Dataset entries
***

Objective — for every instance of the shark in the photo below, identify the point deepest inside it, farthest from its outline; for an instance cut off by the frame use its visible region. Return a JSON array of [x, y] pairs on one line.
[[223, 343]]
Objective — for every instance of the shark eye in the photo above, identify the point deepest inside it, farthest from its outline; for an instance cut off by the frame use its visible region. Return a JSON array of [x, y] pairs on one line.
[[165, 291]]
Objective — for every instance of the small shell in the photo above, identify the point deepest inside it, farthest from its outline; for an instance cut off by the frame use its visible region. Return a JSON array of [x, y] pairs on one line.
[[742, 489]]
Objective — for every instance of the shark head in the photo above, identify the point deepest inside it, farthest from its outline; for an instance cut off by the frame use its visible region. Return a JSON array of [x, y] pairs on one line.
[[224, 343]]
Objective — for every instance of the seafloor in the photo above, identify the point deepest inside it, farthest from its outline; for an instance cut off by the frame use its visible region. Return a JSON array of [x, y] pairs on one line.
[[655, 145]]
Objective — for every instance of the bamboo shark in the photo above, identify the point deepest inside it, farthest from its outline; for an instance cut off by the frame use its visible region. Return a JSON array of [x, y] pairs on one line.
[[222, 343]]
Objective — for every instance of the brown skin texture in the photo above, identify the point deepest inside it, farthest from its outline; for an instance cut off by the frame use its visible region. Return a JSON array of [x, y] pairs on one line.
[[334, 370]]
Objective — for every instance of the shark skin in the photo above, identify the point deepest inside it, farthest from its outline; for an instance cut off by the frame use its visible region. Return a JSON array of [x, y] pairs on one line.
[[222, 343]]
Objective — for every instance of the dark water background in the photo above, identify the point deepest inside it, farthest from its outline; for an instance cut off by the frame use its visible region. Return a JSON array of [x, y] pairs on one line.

***

• **What is expected**
Line by line, the data should be returned exactly as written.

• **Exercise output**
Objective — for every instance of the shark in the photo below, identify the point deepest inside it, farthest from its outline; for an instance cut off by the frame use its visible region. Return a JSON array of [x, y] pairs on one line.
[[223, 343]]
Objective — for every instance of the shark eye in the photo above, identify the point deepest inside it, farthest from its outline; for an instance cut off by the frame use its visible region. Return a JSON array of [x, y] pairs on one line.
[[165, 291]]
Objective — for every instance of the small shell in the photo above, identify the point deepest inside it, farthest from its outline; for an instance cut off by the frame use its visible region. Return a JSON array of [x, y] pairs on one line.
[[742, 489]]
Objective — for every instance of the shark head in the photo above, identify the point deepest inside it, farthest from its outline; for an instance cut off by the frame use its visible region. Return a JSON array of [x, y] pairs on one line.
[[224, 343]]
Objective — for every instance of the seafloor in the photo above, identify the point deepest inside it, farthest from its outline; for an instance cut off by the frame use its visible region. Return a JSON array of [x, y] pairs on one line.
[[655, 145]]
Objective — for every instance of the bamboo shark in the photo above, identify the point deepest inside it, farthest from its outline; for an instance cut off by the frame use its visible region. Return a JSON array of [x, y] pairs on one line.
[[222, 343]]
Objective — for every instance of the brown skin texture in the photo above, identify the point deepest inside it, farthest from its outline; for an instance cut off by the frame use its visible region. Return a JSON array of [x, y] pairs on one line.
[[334, 370]]
Objective — for every instance of the shark skin in the photo above, identify the point deepest inside it, farthest from its outline; for an instance cut off by the frame use its visible region. Return a JSON array of [x, y] pairs on one line.
[[222, 343]]
Objective — for every instance of the dark water background in the photo above, identify the point deepest inside it, farthest from its outline; for an instance cut off by the frame use its visible region. Return a JSON array of [x, y] pairs on one line.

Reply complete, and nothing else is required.